▸ EXERCISE TEXT:
Our own region’s Ed Schultz made a bold statement about the Clintons in an interview on the Chris Matthews program on January 23 also.  He took both Hill and Bill to task for their tacky treatment of a "viable candidate" for the presidency.  Ed minced no words and brought up the subject the Clinton’s love to hate….Bill’s lies to the Grand Jury and to the nation about his "relationship" with Monica Lewinsky.  I do not often agree with Ed, but I nearly did a cartwheel when I heard him tell it like it is in a most direct Midwestern manner.

A writer for the NATION, one of the most liberal publications in the United States has also gone on the attack against the Clintons and their outrageous assault on Barack Obama.  Ted Kennedy and other prominent Senators have tried , privately, to get the Clintons to call off their dogs…but the word is getting out, thanks to national political bloggers and the news is out that Billary and Hillary are being "outed" by some very prominent Liberals in both House and Senate. If one googles the most recent issue of NATION, I am sure the whole article could be read online.  It is a juicy delicious piece of Liberal on Liberal journalism and I was stunned to read that one, as much as the Maureen Dowd op-ed piece.

It remains to be seen if this is one of the biggest campaign flubs in our history or if it is an unbelievably brilliant strategy to protect  The Little Woman (Hillary) and make her look more soft and sympathetic.   I am staying tuned and I hope you are also!!!!

IN TEARS: ANOTHER BLOG CAN DO IT TODAY

Bemidji Mike’s blog today on "View From This Side Of The Lake" is one most of us can feel along with him…."In memory of Cody, our Dog" is the title and it is a beautiful tribute to a faithful friend of many years who was held in his master’s arms while he died peacefully as many old sick dogs do—a merciful death at the Veterinarian’s clinic.

▸ WHAT THE EXERCISE ASKS: Continue the blog post on the Clintons and the dog tribute, picking up after its last sentence about the tribute to Cody.

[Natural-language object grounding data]
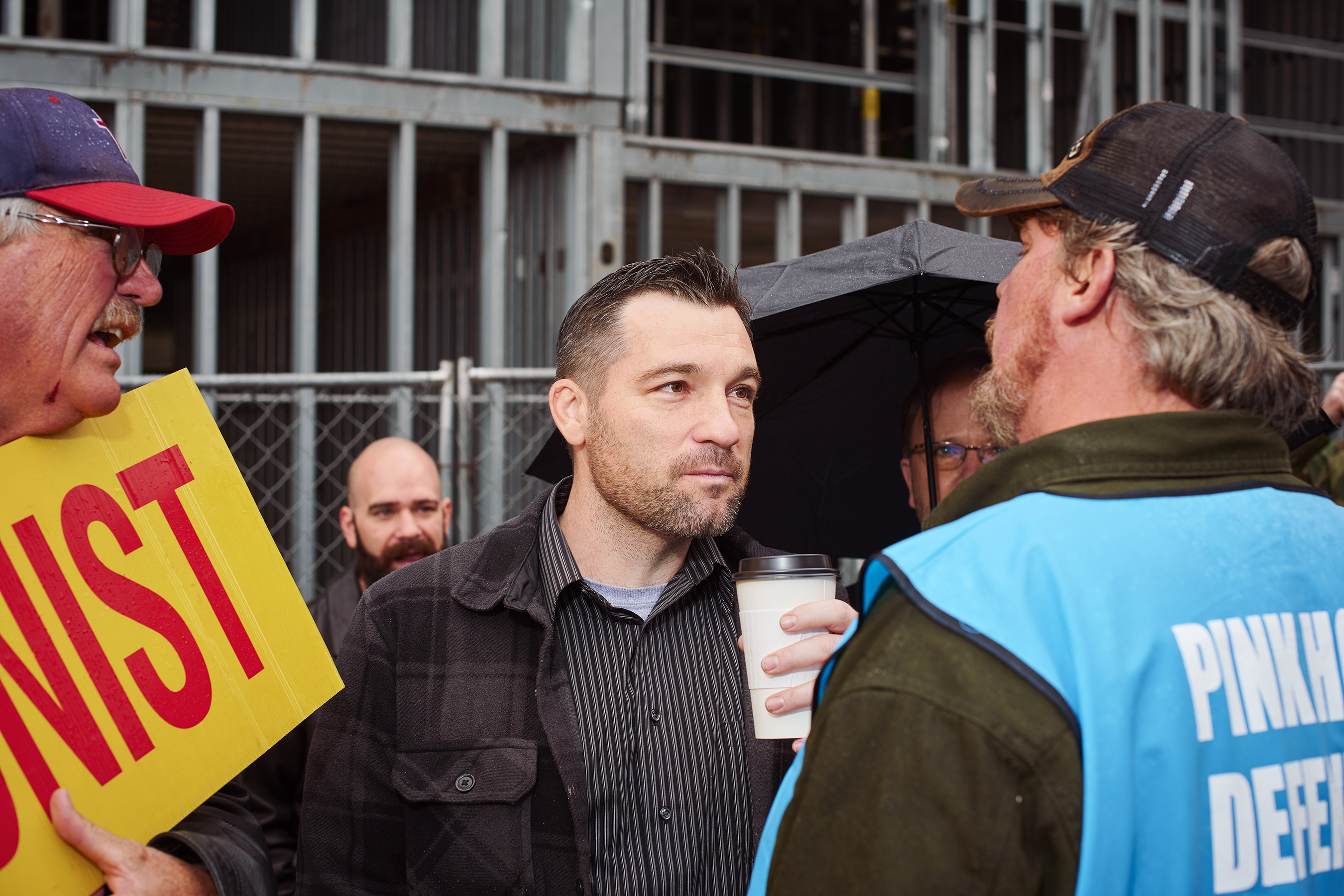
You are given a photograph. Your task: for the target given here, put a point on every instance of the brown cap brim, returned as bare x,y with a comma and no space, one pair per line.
1003,197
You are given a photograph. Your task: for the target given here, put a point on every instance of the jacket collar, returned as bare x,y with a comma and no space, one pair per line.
502,567
1152,452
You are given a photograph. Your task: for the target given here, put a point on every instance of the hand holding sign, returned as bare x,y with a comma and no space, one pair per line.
131,868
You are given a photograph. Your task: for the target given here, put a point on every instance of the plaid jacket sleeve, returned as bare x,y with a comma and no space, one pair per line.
351,835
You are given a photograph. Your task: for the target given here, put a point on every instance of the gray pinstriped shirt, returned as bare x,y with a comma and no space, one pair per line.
661,719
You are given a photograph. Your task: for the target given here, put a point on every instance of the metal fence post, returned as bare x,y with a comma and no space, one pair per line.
446,436
304,483
464,503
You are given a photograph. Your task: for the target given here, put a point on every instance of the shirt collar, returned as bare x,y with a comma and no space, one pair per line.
560,570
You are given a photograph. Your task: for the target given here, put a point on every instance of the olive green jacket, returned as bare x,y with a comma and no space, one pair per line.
932,766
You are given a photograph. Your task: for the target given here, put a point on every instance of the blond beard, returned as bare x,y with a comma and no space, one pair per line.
1002,394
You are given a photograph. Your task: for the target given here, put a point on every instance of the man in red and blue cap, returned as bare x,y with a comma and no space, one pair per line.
81,241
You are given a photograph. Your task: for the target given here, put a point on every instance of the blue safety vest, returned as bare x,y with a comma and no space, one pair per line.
1195,641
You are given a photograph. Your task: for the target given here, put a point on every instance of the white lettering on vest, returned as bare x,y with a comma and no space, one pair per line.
1237,718
1297,813
1232,817
1201,659
1273,822
1247,814
1256,671
1318,814
1283,640
1319,647
1335,778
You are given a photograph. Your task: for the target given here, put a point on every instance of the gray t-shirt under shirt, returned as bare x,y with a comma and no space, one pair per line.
638,601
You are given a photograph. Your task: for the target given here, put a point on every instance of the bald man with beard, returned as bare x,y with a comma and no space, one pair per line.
393,518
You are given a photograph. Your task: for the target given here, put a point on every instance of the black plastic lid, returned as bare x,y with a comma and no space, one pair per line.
785,564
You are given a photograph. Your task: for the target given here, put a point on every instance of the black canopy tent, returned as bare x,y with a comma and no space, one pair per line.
840,336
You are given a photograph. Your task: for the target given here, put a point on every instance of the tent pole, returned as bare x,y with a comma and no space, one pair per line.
917,344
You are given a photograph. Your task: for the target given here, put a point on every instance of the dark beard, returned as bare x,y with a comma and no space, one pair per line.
370,568
661,507
1001,394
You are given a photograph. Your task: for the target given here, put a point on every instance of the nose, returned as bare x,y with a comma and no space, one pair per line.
141,287
718,425
406,527
967,468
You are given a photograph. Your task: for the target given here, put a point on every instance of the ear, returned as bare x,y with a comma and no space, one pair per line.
569,410
910,487
347,527
1088,295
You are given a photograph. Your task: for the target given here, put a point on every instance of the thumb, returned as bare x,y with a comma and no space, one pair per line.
97,844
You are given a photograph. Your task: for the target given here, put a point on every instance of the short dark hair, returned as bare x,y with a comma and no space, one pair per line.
968,363
590,337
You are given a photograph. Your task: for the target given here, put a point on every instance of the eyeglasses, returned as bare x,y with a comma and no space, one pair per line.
128,243
949,456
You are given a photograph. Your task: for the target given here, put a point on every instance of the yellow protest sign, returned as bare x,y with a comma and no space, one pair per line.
152,641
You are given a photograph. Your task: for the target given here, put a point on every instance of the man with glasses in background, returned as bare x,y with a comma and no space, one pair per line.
80,250
960,443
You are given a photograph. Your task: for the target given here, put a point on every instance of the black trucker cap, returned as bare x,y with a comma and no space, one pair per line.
1205,189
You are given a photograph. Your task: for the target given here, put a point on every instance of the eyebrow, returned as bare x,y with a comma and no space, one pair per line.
393,506
694,370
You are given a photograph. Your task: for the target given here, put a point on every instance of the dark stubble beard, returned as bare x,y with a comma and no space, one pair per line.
370,568
650,497
1001,395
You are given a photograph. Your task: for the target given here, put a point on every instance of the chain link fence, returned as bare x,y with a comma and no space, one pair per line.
295,437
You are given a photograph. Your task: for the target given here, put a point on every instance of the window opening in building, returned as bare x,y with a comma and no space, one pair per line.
444,35
254,26
167,340
66,19
352,31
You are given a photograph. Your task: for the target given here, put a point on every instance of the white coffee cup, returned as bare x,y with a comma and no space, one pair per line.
769,587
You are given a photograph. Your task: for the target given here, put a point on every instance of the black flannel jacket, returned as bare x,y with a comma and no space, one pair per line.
452,761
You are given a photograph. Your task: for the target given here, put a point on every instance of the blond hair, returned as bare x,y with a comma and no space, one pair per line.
1197,341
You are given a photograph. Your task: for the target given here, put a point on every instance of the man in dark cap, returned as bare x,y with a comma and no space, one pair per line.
80,247
1109,663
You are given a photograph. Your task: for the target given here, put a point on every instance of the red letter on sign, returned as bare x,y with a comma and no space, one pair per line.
68,714
81,635
183,708
158,479
8,825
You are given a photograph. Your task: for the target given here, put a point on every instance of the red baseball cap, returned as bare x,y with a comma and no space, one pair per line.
58,151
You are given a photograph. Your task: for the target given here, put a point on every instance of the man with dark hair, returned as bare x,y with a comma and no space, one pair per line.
960,443
81,241
394,515
560,706
1109,666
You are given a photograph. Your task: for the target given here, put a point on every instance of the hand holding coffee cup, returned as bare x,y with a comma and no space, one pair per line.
790,625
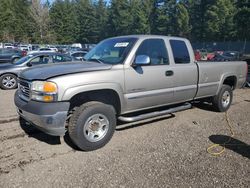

▸ RESULT OF THIS EXERCISE:
There are countless others of us who have had the same sad goodbye ..either in a Vet. clinic or in our home when a beloved old pet passes on. There are countless others of us who have a small pet burial ground..if we are lucky enough to live in the country…a burial ground that we visit and sometimes are so foolish as to put out some old silk flowers to mark the place where a beloved animal was laid to rest.  We have that sort of plot at the foot of one of our big hills to the west of our home.  "Mac" our faithful border collie lies there;  so does "Freckles" a border collie/Australian sheepdog cross, so does "Trudi" the lively, loveable Springer Spaniel who came into our lives when our son married Trudi’s mistress; so does "Mikey" our Siamese-Heinz-57 breed barn cat.  She didn’t like to be held but she was crazy about getting petted…she just was too much of a hunter and she crossed the road once too many times.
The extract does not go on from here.